EXERCISE REQUIREMENTS: Exactly as they appear, copy the lines of the listing from the one containing "suv rear window, where" through the final line, both included, and nothing else.

DATA SUPPLIED:
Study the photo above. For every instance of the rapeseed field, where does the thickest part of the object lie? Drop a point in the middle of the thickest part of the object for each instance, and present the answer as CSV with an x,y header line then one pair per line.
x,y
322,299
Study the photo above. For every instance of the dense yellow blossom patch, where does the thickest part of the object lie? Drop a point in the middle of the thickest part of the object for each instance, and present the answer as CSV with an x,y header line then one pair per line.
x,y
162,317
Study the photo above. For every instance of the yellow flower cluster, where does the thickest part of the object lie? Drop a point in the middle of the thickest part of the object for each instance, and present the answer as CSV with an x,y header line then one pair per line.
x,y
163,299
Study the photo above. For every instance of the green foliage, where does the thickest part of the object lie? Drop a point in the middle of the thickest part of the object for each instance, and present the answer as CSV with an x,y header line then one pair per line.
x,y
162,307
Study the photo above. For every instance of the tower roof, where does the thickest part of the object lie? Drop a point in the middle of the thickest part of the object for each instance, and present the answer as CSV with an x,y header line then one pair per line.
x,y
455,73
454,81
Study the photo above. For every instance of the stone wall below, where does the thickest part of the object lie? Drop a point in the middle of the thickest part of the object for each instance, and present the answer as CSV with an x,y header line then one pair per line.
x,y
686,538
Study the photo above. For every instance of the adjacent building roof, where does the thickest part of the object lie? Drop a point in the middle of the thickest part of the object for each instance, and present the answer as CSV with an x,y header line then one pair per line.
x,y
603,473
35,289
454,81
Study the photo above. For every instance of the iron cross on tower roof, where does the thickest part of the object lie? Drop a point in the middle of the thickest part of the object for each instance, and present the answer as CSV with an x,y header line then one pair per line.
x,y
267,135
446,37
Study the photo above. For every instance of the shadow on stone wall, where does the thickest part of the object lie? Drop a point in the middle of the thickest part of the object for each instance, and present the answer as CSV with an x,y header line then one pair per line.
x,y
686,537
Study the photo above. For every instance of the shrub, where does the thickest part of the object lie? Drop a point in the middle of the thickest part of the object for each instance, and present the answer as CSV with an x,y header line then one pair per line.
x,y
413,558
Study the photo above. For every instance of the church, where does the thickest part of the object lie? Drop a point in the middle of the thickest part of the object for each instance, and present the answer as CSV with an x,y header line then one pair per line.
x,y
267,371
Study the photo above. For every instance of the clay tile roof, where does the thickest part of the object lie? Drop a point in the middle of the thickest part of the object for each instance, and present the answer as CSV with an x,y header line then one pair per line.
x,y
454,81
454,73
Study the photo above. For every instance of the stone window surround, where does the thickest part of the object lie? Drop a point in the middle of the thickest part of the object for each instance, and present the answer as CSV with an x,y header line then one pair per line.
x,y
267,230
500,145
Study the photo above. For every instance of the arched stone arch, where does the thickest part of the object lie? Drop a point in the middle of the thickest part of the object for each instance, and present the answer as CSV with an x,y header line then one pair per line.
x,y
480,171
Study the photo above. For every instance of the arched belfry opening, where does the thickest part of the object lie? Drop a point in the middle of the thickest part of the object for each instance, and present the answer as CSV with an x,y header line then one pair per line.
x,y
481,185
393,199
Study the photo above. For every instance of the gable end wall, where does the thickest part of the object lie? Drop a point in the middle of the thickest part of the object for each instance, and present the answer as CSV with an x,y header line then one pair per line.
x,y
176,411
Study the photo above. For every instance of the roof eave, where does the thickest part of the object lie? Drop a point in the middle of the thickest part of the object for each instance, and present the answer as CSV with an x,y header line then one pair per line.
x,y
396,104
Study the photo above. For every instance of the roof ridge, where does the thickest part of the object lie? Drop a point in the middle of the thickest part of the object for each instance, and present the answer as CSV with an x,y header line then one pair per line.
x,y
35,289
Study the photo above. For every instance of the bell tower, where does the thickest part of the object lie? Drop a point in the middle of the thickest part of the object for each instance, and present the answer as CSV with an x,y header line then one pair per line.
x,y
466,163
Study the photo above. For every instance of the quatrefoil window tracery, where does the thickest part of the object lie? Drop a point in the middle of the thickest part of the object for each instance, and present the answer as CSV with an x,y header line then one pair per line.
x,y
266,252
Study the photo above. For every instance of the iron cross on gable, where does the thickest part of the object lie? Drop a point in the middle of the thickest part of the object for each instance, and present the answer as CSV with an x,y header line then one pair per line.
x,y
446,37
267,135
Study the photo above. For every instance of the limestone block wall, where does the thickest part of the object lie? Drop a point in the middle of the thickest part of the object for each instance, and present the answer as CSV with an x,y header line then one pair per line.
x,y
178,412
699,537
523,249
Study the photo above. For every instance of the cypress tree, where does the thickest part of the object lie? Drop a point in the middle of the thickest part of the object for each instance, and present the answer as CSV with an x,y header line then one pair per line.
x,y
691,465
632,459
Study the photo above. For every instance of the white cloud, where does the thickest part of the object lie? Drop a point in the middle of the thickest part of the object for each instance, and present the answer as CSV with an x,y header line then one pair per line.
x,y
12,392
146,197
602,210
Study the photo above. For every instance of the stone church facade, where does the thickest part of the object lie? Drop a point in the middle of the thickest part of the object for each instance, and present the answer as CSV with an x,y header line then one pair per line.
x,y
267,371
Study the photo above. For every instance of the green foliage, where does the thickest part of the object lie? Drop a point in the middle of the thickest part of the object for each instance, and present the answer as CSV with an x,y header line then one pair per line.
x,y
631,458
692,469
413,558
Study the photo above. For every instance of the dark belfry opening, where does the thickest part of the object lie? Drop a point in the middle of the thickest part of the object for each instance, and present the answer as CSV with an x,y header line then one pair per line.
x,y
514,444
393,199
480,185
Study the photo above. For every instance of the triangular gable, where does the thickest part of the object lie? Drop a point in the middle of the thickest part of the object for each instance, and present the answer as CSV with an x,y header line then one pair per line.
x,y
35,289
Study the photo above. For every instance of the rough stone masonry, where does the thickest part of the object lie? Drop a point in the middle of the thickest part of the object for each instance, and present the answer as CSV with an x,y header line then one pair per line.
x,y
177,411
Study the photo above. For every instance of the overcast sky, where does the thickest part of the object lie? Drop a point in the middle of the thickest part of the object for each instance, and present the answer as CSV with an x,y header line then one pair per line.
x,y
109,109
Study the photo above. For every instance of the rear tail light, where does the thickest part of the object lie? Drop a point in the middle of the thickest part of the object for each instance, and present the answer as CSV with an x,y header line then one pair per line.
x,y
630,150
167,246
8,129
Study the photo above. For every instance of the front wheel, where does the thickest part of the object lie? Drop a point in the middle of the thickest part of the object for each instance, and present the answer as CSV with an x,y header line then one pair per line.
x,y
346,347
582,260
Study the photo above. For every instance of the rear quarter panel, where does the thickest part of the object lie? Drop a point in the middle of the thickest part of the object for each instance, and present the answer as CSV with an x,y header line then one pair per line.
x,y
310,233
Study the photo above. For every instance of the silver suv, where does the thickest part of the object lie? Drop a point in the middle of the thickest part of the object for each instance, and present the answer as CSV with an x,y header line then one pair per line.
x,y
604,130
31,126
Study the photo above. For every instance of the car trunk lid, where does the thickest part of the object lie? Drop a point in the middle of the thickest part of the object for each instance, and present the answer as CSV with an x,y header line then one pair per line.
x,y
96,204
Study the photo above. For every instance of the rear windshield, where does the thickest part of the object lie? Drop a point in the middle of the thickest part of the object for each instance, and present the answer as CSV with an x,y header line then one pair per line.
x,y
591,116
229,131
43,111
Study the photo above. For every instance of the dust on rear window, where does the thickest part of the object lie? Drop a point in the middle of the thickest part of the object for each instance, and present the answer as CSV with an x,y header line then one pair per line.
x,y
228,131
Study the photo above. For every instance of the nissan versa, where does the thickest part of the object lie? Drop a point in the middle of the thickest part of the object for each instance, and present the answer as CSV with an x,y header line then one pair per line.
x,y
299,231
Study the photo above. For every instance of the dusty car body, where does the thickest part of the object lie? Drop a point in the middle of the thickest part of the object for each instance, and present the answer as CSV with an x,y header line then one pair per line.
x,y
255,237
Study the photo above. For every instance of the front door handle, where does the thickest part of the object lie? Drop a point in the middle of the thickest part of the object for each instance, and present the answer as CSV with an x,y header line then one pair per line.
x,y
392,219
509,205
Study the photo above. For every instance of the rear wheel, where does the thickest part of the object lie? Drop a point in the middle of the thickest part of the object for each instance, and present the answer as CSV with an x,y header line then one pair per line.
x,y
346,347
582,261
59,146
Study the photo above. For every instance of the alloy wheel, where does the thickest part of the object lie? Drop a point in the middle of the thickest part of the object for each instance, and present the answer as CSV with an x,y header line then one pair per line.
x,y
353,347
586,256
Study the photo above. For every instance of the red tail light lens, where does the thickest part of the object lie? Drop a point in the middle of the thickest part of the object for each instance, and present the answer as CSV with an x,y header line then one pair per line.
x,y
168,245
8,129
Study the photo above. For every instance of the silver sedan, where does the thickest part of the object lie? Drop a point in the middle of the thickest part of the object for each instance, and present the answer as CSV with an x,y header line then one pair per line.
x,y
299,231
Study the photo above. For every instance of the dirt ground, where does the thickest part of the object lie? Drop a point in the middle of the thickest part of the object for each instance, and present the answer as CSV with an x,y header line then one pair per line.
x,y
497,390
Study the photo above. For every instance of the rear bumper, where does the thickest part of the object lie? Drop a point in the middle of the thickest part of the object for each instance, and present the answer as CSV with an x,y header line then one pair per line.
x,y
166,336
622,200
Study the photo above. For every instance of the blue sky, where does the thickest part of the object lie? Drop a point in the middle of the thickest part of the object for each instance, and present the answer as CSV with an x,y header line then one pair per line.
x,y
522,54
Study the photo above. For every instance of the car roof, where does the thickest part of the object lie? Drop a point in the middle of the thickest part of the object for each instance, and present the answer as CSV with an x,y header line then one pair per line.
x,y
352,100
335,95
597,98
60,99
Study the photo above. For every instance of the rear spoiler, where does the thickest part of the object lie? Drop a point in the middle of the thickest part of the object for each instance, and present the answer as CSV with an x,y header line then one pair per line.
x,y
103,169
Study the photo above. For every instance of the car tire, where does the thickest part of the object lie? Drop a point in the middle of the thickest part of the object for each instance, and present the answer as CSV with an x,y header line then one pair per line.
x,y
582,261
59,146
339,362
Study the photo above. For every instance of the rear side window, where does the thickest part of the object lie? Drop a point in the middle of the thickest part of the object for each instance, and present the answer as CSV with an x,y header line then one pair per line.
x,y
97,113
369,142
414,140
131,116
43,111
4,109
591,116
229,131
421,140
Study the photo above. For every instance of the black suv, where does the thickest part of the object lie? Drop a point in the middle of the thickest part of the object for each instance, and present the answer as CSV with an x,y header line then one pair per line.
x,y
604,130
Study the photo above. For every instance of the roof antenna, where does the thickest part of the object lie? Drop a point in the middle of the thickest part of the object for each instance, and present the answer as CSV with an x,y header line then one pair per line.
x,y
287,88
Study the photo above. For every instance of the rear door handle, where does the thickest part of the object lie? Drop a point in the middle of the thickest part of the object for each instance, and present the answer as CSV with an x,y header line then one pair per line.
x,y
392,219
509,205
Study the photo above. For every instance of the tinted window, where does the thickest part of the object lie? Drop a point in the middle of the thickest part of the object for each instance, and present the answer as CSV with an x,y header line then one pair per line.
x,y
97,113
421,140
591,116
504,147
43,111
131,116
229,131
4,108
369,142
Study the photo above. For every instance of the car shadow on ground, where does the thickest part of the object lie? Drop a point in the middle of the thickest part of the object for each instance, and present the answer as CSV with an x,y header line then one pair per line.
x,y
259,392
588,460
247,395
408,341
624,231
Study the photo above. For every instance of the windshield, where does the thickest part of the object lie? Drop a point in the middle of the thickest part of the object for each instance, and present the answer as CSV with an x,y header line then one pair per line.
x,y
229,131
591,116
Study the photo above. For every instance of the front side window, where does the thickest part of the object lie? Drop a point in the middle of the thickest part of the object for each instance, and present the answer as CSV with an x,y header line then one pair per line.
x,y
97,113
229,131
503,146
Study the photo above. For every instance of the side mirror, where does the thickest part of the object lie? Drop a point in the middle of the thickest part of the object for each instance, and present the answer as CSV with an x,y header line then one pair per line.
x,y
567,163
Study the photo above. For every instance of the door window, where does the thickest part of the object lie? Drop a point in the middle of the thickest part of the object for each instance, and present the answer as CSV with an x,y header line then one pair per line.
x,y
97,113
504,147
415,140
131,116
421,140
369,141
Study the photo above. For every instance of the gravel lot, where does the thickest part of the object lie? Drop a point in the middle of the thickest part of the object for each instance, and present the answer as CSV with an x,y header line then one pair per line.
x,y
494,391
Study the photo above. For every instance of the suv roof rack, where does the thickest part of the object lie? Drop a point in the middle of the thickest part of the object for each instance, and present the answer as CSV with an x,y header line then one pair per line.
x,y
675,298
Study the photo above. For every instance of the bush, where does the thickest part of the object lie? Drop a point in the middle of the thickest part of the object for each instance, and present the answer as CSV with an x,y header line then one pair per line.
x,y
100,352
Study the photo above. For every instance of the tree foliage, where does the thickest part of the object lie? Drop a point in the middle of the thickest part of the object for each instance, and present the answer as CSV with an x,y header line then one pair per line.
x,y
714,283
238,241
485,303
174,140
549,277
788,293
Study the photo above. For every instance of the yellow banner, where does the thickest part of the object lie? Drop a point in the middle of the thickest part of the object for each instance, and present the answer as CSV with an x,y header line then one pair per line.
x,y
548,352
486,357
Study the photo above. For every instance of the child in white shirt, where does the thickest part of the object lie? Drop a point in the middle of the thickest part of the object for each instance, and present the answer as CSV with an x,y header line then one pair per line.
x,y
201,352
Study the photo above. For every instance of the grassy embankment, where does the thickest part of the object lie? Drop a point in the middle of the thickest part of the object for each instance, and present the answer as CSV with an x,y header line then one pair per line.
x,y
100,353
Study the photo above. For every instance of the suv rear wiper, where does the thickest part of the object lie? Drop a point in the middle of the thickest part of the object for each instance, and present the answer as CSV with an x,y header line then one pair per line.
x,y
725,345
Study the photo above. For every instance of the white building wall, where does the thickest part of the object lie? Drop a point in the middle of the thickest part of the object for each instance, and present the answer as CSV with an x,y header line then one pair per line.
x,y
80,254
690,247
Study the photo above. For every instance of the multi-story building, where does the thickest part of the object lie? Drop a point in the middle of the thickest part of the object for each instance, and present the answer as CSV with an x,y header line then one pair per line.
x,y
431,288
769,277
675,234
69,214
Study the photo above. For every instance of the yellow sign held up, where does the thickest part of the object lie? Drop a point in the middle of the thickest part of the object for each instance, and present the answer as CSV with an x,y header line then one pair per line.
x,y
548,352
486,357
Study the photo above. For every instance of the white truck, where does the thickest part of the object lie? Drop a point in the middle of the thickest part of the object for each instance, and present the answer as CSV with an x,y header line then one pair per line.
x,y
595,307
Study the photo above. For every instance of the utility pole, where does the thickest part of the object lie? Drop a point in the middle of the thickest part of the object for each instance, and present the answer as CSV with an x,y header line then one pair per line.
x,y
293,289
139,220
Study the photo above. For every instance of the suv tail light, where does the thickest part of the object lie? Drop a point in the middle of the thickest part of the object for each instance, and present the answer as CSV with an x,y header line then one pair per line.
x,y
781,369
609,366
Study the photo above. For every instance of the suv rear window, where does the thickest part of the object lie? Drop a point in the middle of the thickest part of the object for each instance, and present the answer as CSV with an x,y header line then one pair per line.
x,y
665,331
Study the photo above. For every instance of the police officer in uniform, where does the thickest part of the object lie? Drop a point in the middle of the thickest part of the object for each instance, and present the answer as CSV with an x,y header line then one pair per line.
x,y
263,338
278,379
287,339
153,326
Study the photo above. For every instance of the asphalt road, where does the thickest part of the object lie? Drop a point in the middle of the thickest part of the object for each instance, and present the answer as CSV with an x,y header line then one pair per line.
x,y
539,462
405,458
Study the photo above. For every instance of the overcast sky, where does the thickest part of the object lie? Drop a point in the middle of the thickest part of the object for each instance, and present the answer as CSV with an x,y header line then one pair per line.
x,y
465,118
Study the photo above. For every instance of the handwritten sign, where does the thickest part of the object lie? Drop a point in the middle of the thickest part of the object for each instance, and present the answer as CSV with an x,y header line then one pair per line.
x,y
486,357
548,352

EXERCISE SOLUTION:
Study the photo above. For every instance of the suv rear window, where does the thickest part of the object lie? Drop a point in the middle of the thickest part of the object for each instance, and present the answer as CSV with an x,y header line then one pair per line.
x,y
665,331
Study the photo above. For every instance of the police officer in uniform, where does the thickest part of the object lie? Drop a point in the middle of the thickest part of the object for each instance, and present the answer as CSV with an x,y header line then one pair per line.
x,y
263,338
278,379
287,339
153,326
Study the photo above. For every instance of the asphalt road, where does the thickest part of the object lie? Drop a point in the middle of the thickest part of the object for each instance, and present the answer as CSV with an x,y header line then one pair per line.
x,y
539,462
405,458
Study the photo above. For every instance of the overcast sky, where does the thickest part of the object lie? Drop a point in the middle of the thickest part of the object for each instance, and present the answer as CSV with an x,y header line then one pair per line.
x,y
465,118
Study the photo above. For every instance of the handwritten sign, where does the thickest part of the object lie? Drop a point in the middle of the thickest part of the object for each instance, and present the answer as CSV with an x,y header line then one pair per line.
x,y
486,357
548,352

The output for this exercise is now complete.